> [Document passage]
-*-*-

Published on November 17th, 2015 | by Joshua New

Deciding with Data: How Society Can Use Algorithms to Make Better Choices

Using software to solve complex problems by analyzing data—known as algorithmic decision-making—offers incredible potential for the public and private sectors to operate more effectively, efficiently, and equitably. For example, the technology has helped streamline wait lists for life-saving organ transplants, improve policing by predicting crime hotspots, and better target charitable giving to the poorest households in rural Kenya.

Despite these benefits, skeptics argue algorithmic decision-making will be inherently exploitative, discriminatory, or simply unreliable, and thus in need of greater government oversight. But countless real-world examples of algorithms unlocking tremendous social and economic benefits indicate otherwise: algorithms can be more effective and less biased than humans when it comes to making important decisions.

-*-*-

> [Provided information]
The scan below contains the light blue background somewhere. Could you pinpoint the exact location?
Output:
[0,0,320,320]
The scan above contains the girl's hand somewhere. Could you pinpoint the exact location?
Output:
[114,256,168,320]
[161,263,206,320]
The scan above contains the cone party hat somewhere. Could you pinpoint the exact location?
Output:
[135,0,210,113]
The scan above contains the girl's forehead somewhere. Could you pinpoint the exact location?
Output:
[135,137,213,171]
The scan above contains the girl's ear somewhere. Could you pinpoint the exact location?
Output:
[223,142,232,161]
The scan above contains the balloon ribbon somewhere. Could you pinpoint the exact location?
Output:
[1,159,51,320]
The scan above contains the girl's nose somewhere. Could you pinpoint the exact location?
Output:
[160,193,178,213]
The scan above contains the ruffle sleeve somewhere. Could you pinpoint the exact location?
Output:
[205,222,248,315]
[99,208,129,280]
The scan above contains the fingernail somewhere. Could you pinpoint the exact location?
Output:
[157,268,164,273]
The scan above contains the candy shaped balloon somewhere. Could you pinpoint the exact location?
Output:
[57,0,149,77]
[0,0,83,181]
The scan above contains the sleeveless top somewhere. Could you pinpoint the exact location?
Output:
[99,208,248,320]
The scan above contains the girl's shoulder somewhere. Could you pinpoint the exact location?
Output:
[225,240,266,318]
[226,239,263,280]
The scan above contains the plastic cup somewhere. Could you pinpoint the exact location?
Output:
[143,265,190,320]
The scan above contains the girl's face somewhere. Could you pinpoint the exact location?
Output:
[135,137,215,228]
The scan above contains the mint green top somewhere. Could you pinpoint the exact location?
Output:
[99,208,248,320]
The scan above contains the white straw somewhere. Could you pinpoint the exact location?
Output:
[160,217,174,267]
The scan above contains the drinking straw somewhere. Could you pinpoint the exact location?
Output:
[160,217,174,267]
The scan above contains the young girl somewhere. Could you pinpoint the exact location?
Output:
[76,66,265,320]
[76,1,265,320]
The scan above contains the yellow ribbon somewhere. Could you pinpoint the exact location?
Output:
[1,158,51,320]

-*-*-

> [Prompt 1] Please output the passage of the algorithmic decision-making article starting at "Despite these benefits, skeptics" and ending at "making important decisions.".
> [Prompt 2] Go on with the article on algorithmic decision-making from the point where it stops.

> [Exercise result 1]
Despite these benefits, skeptics argue algorithmic decision-making will be inherently exploitative, discriminatory, or simply unreliable, and thus in need of greater government oversight. But countless real-world examples of algorithms unlocking tremendous social and economic benefits indicate otherwise: algorithms can be more effective and less biased than humans when it comes to making important decisions.

> [Exercise result 2]
Join the Center for Data Innovation for a panel discussion about how public and private sector leaders are using algorithms to make better decisions and what an increasingly data-driven world means for the future of algorithmic decision-making.

Date and Time:

  • Tuesday, November 17, 2015 from 9:00 AM – 10:30 AM (EST)


  • 1101 K St NW, Suite 610, Washington, DC, 20005


  • Courtney Bowman, Co-Director of Privacy and Civil Liberties Engineering, Palantir Technologies
  • Madeleine Clare Elish, Researcher, Intelligence and Autonomy Initiative, Data & Society
  • Greg Godbout, Chief Technology Officer and U.S. Digital Services Lead, Environmental Protection Agency
  • Joshua New, Policy Analyst, Center for Data Innovation (Moderator)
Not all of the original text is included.